-- Given records --
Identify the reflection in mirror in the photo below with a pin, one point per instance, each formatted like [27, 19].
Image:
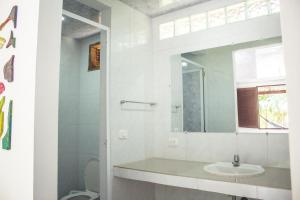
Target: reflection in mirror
[204, 95]
[261, 88]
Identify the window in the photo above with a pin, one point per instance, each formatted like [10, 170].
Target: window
[198, 22]
[263, 107]
[246, 9]
[166, 30]
[257, 8]
[216, 17]
[182, 26]
[261, 89]
[236, 12]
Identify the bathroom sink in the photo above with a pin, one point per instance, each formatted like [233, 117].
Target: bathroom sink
[227, 169]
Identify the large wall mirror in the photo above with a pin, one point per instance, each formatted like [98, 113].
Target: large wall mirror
[229, 89]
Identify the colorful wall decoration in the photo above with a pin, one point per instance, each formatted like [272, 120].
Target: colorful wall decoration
[7, 78]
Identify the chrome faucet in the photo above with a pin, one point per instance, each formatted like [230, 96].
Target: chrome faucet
[236, 160]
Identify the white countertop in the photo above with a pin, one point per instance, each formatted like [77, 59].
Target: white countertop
[273, 184]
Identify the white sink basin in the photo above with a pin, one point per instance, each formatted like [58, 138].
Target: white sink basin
[227, 169]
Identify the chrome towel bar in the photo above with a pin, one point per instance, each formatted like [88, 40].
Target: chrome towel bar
[138, 102]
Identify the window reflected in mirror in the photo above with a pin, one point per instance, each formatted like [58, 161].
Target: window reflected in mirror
[261, 88]
[229, 88]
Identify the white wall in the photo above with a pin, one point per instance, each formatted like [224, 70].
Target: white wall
[269, 150]
[291, 42]
[46, 98]
[23, 168]
[130, 79]
[16, 170]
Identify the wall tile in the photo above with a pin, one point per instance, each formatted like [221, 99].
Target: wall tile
[252, 148]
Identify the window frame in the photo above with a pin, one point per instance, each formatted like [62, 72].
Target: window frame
[255, 83]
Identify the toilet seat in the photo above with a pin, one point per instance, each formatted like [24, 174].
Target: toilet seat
[87, 195]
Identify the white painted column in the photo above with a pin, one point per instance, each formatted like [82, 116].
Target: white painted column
[290, 20]
[46, 100]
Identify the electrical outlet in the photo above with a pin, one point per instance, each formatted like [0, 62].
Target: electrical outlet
[123, 134]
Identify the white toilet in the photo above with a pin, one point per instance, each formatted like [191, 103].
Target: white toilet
[91, 179]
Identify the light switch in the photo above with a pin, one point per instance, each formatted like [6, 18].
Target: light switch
[173, 142]
[123, 134]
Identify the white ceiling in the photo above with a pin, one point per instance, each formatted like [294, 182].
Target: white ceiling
[75, 29]
[154, 8]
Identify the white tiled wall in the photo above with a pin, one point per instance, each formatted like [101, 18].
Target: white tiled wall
[130, 79]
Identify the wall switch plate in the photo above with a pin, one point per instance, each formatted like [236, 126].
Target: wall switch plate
[173, 142]
[123, 134]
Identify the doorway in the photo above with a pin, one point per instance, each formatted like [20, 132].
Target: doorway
[83, 146]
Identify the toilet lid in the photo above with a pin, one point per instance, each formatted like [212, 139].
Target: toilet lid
[83, 197]
[91, 176]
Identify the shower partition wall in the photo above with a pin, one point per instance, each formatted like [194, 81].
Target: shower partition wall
[193, 90]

-- Instructions for the task --
List every line of the data above as a numbered list, skipping blank lines. Leave the pictures out of your answer.

-- Solution --
1. Identify the reflection in mirror in the photo below with a pin, one point per instance, each formatted like [27, 19].
2. Image:
3. Target: reflection in mirror
4. [204, 95]
5. [261, 88]
6. Identify the window in the photo above with a pin, one point per instance, each formatted like [10, 170].
7. Target: window
8. [198, 22]
9. [263, 107]
10. [246, 9]
11. [166, 30]
12. [257, 8]
13. [216, 17]
14. [182, 26]
15. [261, 89]
16. [236, 12]
17. Identify the bathroom sink in the photo above with a pin, one point per instance, each formatted like [233, 117].
18. Target: bathroom sink
19. [227, 169]
20. Identify the large wall mirror in the photo above with a pin, one point per instance, each formatted like [98, 113].
21. Target: large wall mirror
22. [229, 89]
23. Identify the colorful wall decoration in the photo above with a pin, one point per instance, each formatted like [272, 120].
24. Target: colorful wall decoration
25. [7, 78]
26. Identify the chrome faucet in the photo above with a pin, one point per instance, each formatted like [230, 96].
27. Target: chrome faucet
28. [236, 160]
29. Identify the white countertop in the photo above with a pin, one point per instance, each formatted like [77, 59].
30. Target: white countertop
31. [273, 184]
32. Identify the white sink basin in the photo above with a pin, one point per instance, each formatted like [58, 138].
33. Target: white sink basin
34. [227, 169]
35. Identify the chrome towel bar in the photo above with a pin, one point per instance, each formatted like [88, 40].
36. Target: chrome towel bar
37. [138, 102]
38. Identify the window reflected in mirror in the photo above with a pin, one point per instance, each formatted like [58, 161].
39. Target: window reflected in mirror
40. [261, 88]
41. [229, 88]
42. Identify the white wall in the photo above with a pin, one point per instance, each formatted like [224, 70].
43. Target: white wall
44. [269, 150]
45. [291, 42]
46. [46, 98]
47. [23, 168]
48. [130, 79]
49. [16, 170]
50. Identify the wall tile in the photo above with a pin, one point per instance, each formatted like [221, 99].
51. Target: wall tile
52. [252, 148]
53. Identify the window frame in the photo above with a pin, one point per instance, each formatted like [62, 72].
54. Target: window frame
55. [255, 83]
56. Identify the toilet seat in the photo above with a pin, one point per instance, each formatted like [24, 174].
57. Target: toilet seat
58. [87, 195]
59. Identify the white painted column in the photo above with a pin, one point per instance, each formatted like [82, 116].
60. Target: white painted column
61. [290, 20]
62. [46, 100]
63. Identify the electrical outlet in the photo above with a pin, one point per instance, each formatted like [0, 62].
64. Target: electrical outlet
65. [123, 134]
66. Identify the white toilet in the photo above with a pin, one point per instance, each formatted like [191, 103].
67. Target: white toilet
68. [91, 179]
69. Identify the light switch in the photo above with a pin, one point per instance, each formatted like [6, 18].
70. Target: light switch
71. [173, 142]
72. [123, 134]
73. Identify the white ceiling in the photo above with a pin, one point per instance, each formatted like [294, 182].
74. Target: white ceiling
75. [75, 29]
76. [154, 8]
77. Identify the white tiled wall in the photo above with a pin, one point per instance, each formatted like [101, 18].
78. Target: white tiled wall
79. [130, 79]
80. Identify the wall switch plate in the photo above with a pin, one point per instance, each formatted like [236, 126].
81. Target: wall switch plate
82. [173, 142]
83. [123, 134]
84. Identify the doorway in the photo above with a pin, one point per instance, each formatted like [20, 132].
85. Target: doorway
86. [83, 146]
87. Identify the toilet lid in the photo above with a pin, one point per instance, each formatted like [212, 139].
88. Target: toilet lid
89. [83, 197]
90. [91, 176]
91. Identify the shower partition wall in the photo above with a pin, one point per instance, each formatted like [194, 81].
92. Target: shower partition wall
93. [193, 90]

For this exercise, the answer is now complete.